PASSAGE PROVIDED:

= Superfluid film =

Thin layer of liquid in a superfluid state

Superfluidity is a phenomenon where a fluid, or a fraction of a fluid, loses all its viscosity and can flow without resistance. A superfluid film is the thin film it may then form as a result.

Superfluid helium, for example, forms a 30-nanometre film on the surface of any container. The film's properties cause the helium to climb the walls of the container and, if this is not closed, flow out.

Superfluidity, like superconductivity, is a macroscopic manifestation of quantum mechanics. There is considerable interest, both theoretical and practical, in these quantum phase transitions. There has been a tremendous amount of work done in the field of phase transitions and critical phenomena in two dimensions. Much of the interest in this field is because as the number of dimensions increases, the number of exactly solvable models diminishes drastically. In three or more dimensions one must resort to a mean field theory approach. The theory of superfluid transitions in two dimensions is known as the Kosterlitz-Thouless (KT) theory. The 2D XY model - where the order parameter is characterized by an amplitude and a phase - is the universality class for this transition.

== Experimental techniques ==

=== Maximising the film's area ===

In looking at phase transitions in thin films, specifically helium, the two main experimental signatures are the superfluid fraction and heat capacity. If either of these measurements were to be done on a superfluid film in a typical open container, the film signal would be overwhelmed by the background signal from the container. Therefore, when studying superfluid films, it is of paramount importance to study a system of large surface area as to enhance the film signal.

THINGS TO DO:
(1) For each statement below, answer yes or no according to the superfluid film passage, and quote the words of the passage that decide it.
(a) Superfluid helium forms a 30-nanometre film on the surface of any container.
(b) The number of exactly solvable models grows as the number of dimensions increases.
(c) For helium thin films, the two main experimental signatures are the superfluid fraction and viscosity.
(2) In the superfluid film passage, what name is given to the theory of superfluid transitions in two dimensions?
(3) Repeat word for word the section of the superfluid film passage starting with "Thin layer of" and going on through "closed, flow out.".

EXTRACTED DATA:

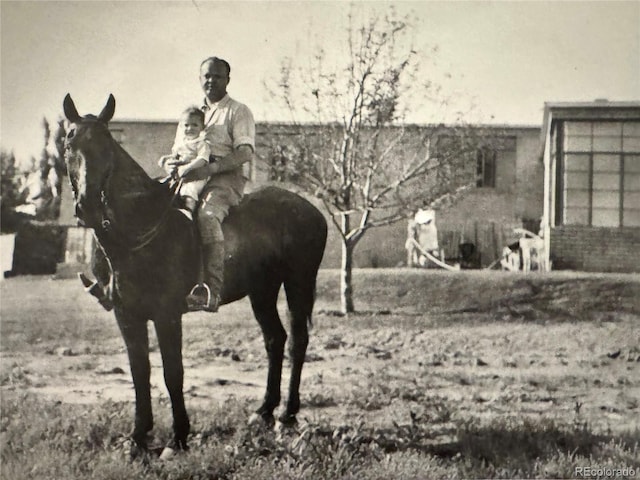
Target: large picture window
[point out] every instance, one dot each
(601, 173)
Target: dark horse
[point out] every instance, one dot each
(273, 237)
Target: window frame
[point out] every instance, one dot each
(620, 153)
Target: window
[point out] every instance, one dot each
(601, 173)
(117, 134)
(486, 168)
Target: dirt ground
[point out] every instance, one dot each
(423, 345)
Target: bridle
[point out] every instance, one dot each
(107, 221)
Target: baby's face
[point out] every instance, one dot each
(191, 126)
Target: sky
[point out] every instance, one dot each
(505, 58)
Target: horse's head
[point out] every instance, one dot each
(89, 155)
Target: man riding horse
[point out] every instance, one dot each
(230, 131)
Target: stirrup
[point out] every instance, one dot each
(197, 301)
(94, 288)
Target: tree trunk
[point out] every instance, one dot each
(346, 287)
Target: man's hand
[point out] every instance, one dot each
(201, 173)
(170, 163)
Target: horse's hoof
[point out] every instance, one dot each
(286, 421)
(167, 454)
(260, 419)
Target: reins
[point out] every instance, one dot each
(147, 237)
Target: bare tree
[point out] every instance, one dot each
(368, 167)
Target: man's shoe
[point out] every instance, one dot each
(200, 298)
(97, 291)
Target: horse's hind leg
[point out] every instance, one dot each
(300, 297)
(264, 304)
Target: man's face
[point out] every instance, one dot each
(191, 125)
(214, 80)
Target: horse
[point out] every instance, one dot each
(274, 237)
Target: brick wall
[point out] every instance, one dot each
(575, 247)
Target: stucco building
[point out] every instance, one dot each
(591, 159)
(577, 179)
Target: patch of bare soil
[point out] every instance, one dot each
(434, 347)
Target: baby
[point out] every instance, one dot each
(190, 151)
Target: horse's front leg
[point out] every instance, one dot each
(169, 332)
(136, 338)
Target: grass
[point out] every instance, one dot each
(43, 440)
(465, 375)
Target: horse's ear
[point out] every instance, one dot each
(70, 109)
(109, 109)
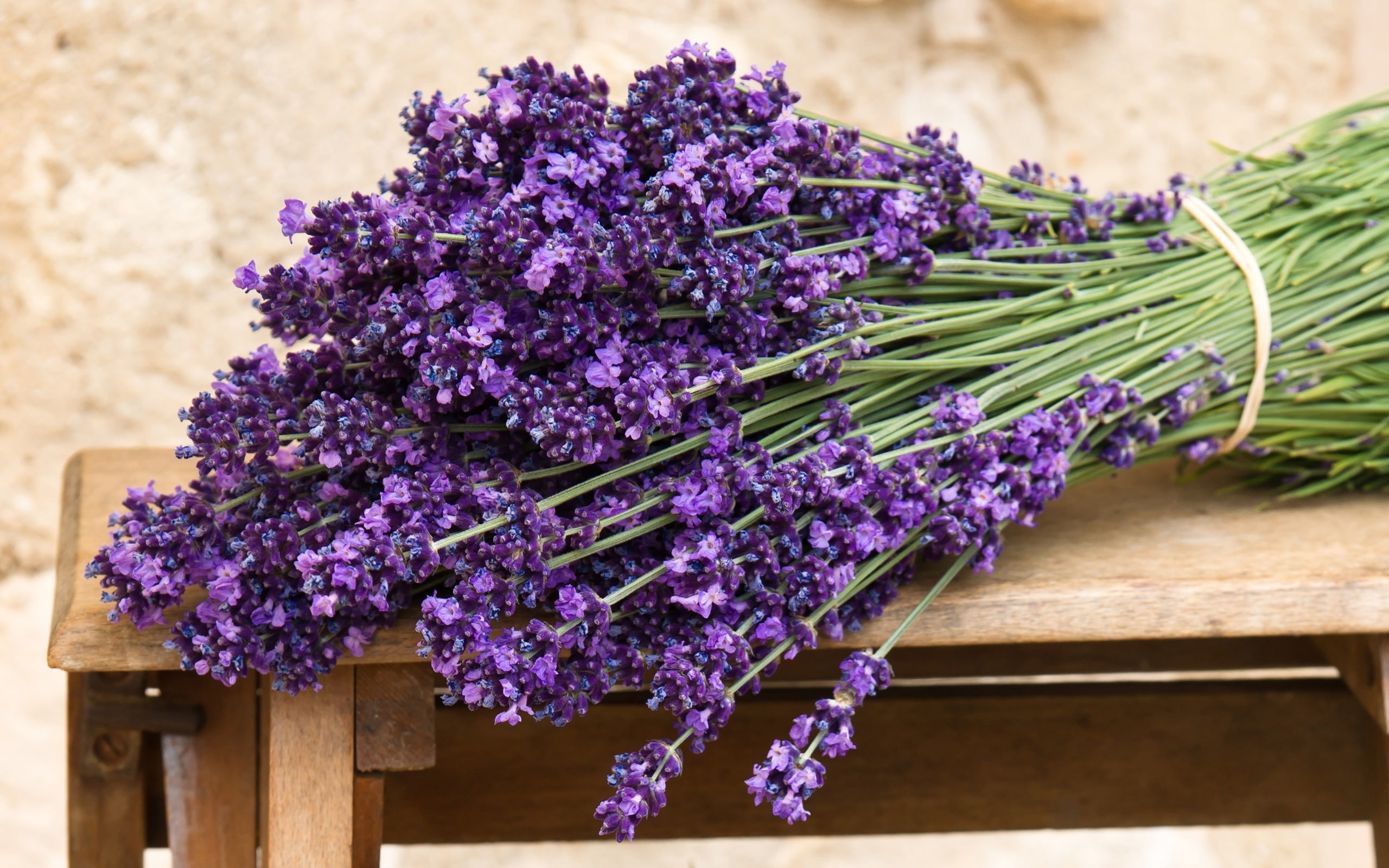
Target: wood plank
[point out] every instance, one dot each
(1131, 557)
(927, 762)
(210, 777)
(106, 787)
(367, 805)
(395, 717)
(1141, 656)
(308, 763)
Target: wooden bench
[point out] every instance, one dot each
(1152, 655)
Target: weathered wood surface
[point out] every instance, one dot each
(928, 760)
(1132, 557)
(395, 717)
(106, 785)
(308, 780)
(367, 812)
(210, 777)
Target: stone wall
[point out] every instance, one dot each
(145, 146)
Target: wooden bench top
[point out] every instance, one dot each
(1137, 556)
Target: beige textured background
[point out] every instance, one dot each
(145, 148)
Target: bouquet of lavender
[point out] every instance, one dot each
(655, 395)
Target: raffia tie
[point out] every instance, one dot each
(1244, 257)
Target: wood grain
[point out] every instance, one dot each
(395, 717)
(927, 762)
(210, 777)
(1132, 557)
(308, 767)
(106, 790)
(367, 806)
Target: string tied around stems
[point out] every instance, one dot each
(1244, 257)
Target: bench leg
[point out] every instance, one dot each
(1365, 667)
(106, 789)
(308, 781)
(210, 777)
(367, 813)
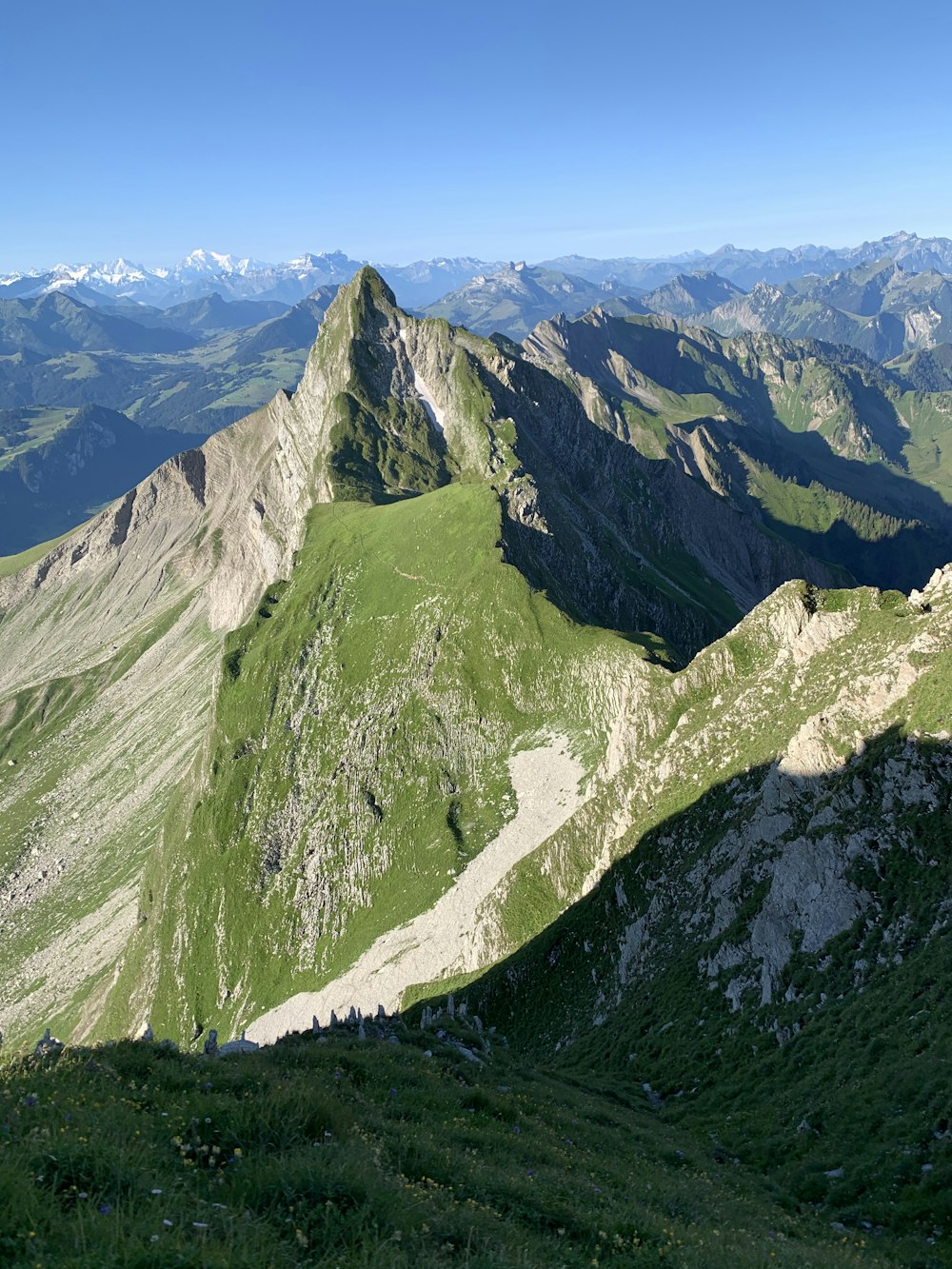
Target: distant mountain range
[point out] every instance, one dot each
(745, 267)
(423, 282)
(518, 296)
(205, 273)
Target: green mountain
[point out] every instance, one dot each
(516, 298)
(927, 369)
(879, 308)
(57, 467)
(407, 503)
(56, 324)
(769, 949)
(691, 294)
(201, 389)
(818, 446)
(475, 667)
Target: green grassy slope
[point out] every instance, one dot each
(825, 450)
(771, 952)
(333, 1151)
(358, 757)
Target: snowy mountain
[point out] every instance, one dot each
(204, 271)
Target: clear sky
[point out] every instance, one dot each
(399, 129)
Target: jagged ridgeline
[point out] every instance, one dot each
(769, 953)
(281, 723)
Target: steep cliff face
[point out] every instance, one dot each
(769, 951)
(266, 705)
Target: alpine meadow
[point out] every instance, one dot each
(475, 732)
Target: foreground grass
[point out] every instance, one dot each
(337, 1151)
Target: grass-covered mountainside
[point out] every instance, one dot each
(815, 442)
(57, 467)
(433, 674)
(880, 308)
(407, 1147)
(771, 949)
(352, 574)
(517, 297)
(164, 378)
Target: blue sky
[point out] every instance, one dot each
(399, 130)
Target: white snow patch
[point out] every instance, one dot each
(445, 940)
(434, 412)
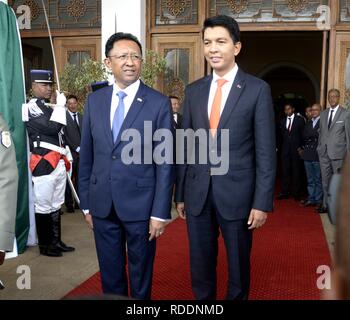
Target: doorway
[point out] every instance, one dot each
(289, 61)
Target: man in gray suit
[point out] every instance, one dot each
(8, 187)
(333, 142)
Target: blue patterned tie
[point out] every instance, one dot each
(118, 115)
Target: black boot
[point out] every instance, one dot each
(60, 244)
(44, 231)
(52, 249)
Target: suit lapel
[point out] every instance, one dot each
(232, 100)
(134, 110)
(106, 100)
(203, 100)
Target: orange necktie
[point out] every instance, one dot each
(215, 109)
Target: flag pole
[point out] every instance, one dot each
(74, 193)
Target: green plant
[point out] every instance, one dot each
(77, 79)
(153, 66)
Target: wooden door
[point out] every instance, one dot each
(75, 50)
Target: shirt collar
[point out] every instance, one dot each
(229, 76)
(335, 109)
(130, 90)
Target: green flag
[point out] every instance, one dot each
(12, 95)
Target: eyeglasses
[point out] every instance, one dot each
(125, 57)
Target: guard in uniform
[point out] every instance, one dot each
(48, 161)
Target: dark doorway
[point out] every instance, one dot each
(291, 62)
(37, 54)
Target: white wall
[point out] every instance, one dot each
(123, 16)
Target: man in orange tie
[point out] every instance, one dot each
(237, 202)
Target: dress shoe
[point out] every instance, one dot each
(62, 247)
(50, 251)
(282, 196)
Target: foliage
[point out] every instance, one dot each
(77, 79)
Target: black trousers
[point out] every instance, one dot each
(203, 232)
(69, 201)
(111, 237)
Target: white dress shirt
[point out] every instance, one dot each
(334, 113)
(128, 100)
(226, 88)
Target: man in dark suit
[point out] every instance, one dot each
(72, 135)
(333, 142)
(175, 105)
(291, 129)
(311, 162)
(237, 201)
(125, 203)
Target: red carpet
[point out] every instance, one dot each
(286, 253)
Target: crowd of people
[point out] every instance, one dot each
(316, 145)
(128, 205)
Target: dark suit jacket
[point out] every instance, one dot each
(137, 191)
(72, 134)
(178, 124)
(310, 136)
(292, 140)
(249, 182)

EXPECTED OUTPUTS:
(1)
(a) Yes: "Superfluid helium, for example, forms a 30-nanometre film on the surface of any container."
(b) No: "as the number of dimensions increases, the number of exactly solvable models diminishes drastically."
(c) No: "the two main experimental signatures are the superfluid fraction and heat capacity."

(2) The Kosterlitz-Thouless (KT) theory.

(3)
Thin layer of liquid in a superfluid state

Superfluidity is a phenomenon where a fluid, or a fraction of a fluid, loses all its viscosity and can flow without resistance. A superfluid film is the thin film it may then form as a result.

Superfluid helium, for example, forms a 30-nanometre film on the surface of any container. The film's properties cause the helium to climb the walls of the container and, if this is not closed, flow out.